+++ Material provided +++

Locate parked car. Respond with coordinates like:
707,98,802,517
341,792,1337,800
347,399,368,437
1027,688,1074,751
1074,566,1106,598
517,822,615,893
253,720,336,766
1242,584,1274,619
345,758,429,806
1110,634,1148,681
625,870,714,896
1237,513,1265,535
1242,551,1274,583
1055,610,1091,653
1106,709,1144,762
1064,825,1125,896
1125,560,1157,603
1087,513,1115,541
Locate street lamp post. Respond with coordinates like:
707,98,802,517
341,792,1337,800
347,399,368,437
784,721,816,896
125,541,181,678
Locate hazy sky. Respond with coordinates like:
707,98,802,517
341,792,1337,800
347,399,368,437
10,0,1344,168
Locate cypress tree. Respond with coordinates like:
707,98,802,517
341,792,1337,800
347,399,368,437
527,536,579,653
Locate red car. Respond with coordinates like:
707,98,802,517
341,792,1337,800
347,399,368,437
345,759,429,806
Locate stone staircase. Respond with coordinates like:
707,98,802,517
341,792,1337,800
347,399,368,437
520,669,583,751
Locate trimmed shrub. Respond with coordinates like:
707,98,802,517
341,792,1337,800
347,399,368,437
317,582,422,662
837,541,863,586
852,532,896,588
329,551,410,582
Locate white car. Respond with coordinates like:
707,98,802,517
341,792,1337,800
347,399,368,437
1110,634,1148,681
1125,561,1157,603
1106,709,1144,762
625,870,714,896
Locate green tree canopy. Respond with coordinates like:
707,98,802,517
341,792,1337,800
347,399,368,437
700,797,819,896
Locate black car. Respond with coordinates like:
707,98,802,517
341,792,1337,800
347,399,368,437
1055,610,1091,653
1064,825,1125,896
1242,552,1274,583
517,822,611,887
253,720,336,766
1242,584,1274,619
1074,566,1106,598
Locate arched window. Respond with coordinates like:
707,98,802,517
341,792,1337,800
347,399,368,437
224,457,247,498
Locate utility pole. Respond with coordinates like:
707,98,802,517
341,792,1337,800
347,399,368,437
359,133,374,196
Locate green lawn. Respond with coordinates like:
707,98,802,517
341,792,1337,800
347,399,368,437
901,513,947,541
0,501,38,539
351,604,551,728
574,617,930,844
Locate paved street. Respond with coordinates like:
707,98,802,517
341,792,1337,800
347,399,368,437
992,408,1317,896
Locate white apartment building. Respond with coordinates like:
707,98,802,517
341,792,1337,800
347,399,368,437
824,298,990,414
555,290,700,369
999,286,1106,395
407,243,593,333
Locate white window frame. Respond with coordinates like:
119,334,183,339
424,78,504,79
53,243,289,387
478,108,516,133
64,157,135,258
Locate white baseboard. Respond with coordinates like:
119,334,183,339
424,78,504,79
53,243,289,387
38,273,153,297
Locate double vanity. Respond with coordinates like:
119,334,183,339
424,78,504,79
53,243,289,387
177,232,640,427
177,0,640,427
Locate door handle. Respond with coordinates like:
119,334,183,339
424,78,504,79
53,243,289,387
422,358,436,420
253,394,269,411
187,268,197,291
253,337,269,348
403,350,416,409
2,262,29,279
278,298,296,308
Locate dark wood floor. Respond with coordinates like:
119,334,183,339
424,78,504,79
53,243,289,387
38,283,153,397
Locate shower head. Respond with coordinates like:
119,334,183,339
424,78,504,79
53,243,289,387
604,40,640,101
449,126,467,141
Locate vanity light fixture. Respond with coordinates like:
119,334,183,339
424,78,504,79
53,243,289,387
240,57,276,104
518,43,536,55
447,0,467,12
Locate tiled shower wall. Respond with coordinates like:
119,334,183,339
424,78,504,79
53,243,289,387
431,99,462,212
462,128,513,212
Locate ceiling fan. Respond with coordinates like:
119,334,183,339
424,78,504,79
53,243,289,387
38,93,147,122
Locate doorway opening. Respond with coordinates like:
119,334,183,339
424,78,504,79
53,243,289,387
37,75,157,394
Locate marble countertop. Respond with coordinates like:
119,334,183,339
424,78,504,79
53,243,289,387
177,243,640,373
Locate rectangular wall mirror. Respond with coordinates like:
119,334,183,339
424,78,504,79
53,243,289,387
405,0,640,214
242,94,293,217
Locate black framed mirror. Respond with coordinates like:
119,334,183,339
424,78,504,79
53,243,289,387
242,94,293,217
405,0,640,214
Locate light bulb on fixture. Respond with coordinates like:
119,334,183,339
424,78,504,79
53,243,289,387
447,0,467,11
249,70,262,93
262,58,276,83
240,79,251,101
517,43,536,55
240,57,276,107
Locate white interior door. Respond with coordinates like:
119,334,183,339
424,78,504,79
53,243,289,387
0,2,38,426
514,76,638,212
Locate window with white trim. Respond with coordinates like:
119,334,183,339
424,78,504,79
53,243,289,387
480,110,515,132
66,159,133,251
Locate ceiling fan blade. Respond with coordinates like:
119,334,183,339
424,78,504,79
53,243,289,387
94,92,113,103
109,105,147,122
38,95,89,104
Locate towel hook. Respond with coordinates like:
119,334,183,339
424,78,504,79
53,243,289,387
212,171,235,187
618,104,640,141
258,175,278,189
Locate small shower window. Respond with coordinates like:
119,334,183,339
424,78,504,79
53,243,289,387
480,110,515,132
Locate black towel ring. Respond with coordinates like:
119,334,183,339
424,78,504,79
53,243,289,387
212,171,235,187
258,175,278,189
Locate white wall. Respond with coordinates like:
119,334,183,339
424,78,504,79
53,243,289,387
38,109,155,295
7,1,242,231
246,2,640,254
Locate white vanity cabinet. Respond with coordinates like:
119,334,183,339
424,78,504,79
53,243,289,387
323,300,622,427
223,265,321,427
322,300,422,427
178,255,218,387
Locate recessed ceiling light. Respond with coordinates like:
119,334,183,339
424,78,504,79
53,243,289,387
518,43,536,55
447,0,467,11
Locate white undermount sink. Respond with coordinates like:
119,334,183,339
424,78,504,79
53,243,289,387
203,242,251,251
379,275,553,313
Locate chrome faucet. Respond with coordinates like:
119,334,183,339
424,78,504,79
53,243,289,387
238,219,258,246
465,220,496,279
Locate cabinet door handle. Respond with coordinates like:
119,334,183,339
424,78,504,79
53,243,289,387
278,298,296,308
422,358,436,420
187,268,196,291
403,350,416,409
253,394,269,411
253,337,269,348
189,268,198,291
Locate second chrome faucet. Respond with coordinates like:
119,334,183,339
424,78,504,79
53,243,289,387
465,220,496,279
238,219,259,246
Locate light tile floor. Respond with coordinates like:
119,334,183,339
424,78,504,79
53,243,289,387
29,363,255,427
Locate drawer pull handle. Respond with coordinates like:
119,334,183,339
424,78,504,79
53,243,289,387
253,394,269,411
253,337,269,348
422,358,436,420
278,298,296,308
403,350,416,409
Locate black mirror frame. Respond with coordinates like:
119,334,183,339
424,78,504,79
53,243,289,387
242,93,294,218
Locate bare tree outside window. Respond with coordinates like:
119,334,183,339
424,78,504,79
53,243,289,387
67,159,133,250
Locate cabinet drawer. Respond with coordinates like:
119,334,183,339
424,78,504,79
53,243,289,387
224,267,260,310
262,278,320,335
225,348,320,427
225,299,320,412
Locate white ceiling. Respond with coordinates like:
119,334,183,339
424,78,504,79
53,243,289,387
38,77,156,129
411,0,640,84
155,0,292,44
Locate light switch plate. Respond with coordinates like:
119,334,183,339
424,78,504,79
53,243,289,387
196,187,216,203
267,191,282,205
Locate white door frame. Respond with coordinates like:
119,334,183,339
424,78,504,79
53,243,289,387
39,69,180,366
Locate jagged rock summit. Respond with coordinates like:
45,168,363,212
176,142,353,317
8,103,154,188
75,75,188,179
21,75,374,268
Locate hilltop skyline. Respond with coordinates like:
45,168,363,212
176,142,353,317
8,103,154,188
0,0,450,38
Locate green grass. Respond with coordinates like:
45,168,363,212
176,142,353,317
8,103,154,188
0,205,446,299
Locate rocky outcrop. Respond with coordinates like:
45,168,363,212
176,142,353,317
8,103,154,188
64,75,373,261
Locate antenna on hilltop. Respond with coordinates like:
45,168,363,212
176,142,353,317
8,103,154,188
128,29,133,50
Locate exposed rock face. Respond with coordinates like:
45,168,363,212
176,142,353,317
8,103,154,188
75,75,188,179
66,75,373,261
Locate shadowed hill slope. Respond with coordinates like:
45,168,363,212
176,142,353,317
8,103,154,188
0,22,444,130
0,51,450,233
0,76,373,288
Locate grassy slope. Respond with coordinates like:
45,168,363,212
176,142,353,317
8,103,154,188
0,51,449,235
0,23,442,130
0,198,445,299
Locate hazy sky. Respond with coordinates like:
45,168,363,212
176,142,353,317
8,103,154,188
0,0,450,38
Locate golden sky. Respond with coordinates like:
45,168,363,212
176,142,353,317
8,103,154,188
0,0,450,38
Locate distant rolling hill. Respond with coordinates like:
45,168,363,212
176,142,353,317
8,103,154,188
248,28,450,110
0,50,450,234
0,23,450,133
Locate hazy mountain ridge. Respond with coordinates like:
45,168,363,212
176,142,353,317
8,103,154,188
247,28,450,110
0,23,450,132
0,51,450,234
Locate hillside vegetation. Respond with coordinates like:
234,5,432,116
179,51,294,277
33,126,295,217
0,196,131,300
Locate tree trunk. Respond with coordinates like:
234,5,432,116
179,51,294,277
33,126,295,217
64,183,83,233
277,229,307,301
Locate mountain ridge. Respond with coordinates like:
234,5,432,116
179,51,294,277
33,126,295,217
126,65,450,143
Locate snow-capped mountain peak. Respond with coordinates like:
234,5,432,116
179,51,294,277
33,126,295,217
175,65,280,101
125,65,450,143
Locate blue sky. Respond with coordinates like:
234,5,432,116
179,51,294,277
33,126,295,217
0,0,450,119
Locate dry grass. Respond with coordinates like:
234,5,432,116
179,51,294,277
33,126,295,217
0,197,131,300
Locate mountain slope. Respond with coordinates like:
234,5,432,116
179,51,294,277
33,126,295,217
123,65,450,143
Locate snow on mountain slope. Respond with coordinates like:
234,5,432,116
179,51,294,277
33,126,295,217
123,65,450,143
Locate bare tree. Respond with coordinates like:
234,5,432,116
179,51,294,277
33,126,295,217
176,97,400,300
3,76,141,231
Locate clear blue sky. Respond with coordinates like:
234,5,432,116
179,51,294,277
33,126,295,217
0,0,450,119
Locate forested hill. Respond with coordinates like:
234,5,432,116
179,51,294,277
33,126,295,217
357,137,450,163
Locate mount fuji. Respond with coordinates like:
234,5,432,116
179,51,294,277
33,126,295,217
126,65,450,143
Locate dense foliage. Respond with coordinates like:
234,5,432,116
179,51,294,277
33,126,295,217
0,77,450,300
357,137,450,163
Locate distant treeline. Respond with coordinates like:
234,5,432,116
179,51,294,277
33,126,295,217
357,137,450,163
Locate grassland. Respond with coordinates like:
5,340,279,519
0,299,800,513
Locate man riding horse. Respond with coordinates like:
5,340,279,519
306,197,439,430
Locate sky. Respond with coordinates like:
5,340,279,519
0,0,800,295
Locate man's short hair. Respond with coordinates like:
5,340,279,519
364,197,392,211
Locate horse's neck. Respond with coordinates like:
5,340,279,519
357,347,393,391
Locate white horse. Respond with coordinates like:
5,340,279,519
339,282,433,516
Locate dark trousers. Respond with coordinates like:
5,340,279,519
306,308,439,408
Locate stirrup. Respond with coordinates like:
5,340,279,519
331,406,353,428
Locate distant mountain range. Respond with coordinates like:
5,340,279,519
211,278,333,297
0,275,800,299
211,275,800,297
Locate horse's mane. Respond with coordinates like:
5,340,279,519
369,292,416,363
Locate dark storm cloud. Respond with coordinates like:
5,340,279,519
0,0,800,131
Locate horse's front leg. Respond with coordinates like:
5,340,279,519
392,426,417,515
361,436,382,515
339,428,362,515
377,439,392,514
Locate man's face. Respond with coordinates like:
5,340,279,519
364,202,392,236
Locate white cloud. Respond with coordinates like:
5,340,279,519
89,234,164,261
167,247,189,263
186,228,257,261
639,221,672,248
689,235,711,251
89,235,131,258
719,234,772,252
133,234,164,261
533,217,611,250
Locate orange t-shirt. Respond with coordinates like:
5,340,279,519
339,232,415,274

+++

Quote the stretch of the records from the start through the line containing "1242,551,1274,583", both ends included.

▶ Output for this task
Locate parked car. Respond with coordinates like:
707,98,802,517
341,792,1337,800
347,399,368,437
1027,688,1074,751
1074,566,1106,598
517,822,615,893
253,720,336,766
1242,584,1274,619
345,758,429,806
1110,634,1148,681
625,870,714,896
1237,513,1265,535
1242,551,1274,583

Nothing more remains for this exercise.